Français, tous pirates !
Le BSA, club d'éditeurs de programmes commerciaux, vient de réactualiser les chiffres de son enquête sur le piratage des logiciels dans le monde. Aux dires de cette association, la France serait en troisième position en termes de « manque à gagner lié au piratage» derrière la Chine et les Etats-Unis. Et de déplorer le fait que « près d'un logiciel sur deux a été acquis illégalement » dans le riant pays du camembert et du tiers provisionnel. Bien entendu, ce manque à gagner est immédiatement chiffré, aux environs de 3,9 milliards de dollars. Ce Maelström de pertes lié au taux de piratage, s'il était réduit de 10 points pour s'établir à 25% en moyenne dans le monde, pourrait créer, estime une autre étude citée, près de 2,4 millions d'emplois, 400 milliards de dollars de croissance, 67 milliards de recettes fiscales...
Notre laitière ainsi troussée
Comptait déjà dans sa pensée
Tout le prix de son lait ...
Aurait ironisée Monsieur de La Fontaine. L'argent des logiciels que l'on ne vend pas doit probablement relever du même serpent monétaire que celui des pertes liées au spam, aux attaques virales et au ROI des SSO ...

_CONSIGNE:_
D'après l'extrait, quels pays précèdent la France en termes de « manque à gagner lié au piratage » ? Appuyez-vous uniquement sur l'extrait pour répondre.

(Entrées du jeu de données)

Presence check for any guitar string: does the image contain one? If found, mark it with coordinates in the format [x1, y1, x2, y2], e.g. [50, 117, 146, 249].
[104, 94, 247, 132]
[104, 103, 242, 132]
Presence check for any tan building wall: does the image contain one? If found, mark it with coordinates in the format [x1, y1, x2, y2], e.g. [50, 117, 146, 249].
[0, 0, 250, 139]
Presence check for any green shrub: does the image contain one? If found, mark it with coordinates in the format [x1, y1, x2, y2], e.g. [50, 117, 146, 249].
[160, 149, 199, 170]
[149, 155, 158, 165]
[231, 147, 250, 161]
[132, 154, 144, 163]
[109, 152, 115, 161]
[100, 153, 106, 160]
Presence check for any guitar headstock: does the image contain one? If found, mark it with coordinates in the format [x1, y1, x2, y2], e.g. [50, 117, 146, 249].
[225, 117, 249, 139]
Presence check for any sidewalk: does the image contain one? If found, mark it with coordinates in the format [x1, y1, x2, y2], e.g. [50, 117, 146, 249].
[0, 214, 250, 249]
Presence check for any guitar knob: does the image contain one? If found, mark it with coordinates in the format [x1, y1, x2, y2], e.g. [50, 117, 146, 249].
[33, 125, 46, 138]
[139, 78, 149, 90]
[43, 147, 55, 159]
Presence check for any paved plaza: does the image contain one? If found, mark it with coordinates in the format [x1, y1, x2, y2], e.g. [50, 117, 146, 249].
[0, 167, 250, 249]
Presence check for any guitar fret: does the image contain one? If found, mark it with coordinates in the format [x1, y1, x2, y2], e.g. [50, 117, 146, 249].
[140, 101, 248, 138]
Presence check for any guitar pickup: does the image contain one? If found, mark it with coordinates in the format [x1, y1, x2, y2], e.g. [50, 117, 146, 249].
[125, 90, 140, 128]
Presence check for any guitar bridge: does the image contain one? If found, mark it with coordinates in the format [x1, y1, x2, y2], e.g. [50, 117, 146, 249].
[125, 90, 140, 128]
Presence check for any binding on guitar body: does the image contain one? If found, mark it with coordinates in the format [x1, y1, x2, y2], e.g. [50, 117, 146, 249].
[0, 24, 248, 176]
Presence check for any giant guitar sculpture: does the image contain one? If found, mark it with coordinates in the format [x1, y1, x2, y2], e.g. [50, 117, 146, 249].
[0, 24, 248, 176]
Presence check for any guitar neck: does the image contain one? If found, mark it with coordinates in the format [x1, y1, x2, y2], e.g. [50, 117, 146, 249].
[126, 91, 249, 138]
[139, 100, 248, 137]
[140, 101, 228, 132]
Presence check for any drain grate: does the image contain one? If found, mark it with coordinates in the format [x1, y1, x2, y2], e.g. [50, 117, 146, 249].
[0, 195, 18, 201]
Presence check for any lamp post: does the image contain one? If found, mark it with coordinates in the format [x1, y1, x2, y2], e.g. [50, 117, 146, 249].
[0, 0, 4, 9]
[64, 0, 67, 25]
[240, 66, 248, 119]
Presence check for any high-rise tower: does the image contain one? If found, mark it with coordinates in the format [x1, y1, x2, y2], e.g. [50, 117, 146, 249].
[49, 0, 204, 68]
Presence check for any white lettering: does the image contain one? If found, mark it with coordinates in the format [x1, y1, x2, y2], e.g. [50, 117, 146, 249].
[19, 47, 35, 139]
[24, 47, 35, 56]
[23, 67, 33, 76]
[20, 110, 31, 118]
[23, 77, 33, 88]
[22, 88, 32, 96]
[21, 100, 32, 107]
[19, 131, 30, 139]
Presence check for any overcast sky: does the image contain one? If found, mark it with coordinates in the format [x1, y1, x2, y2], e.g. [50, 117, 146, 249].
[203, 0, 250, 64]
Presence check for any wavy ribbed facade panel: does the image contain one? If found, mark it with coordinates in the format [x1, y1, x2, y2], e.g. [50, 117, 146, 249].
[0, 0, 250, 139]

_VOTRE RÉPONSE:_
La Chine et les États-Unis.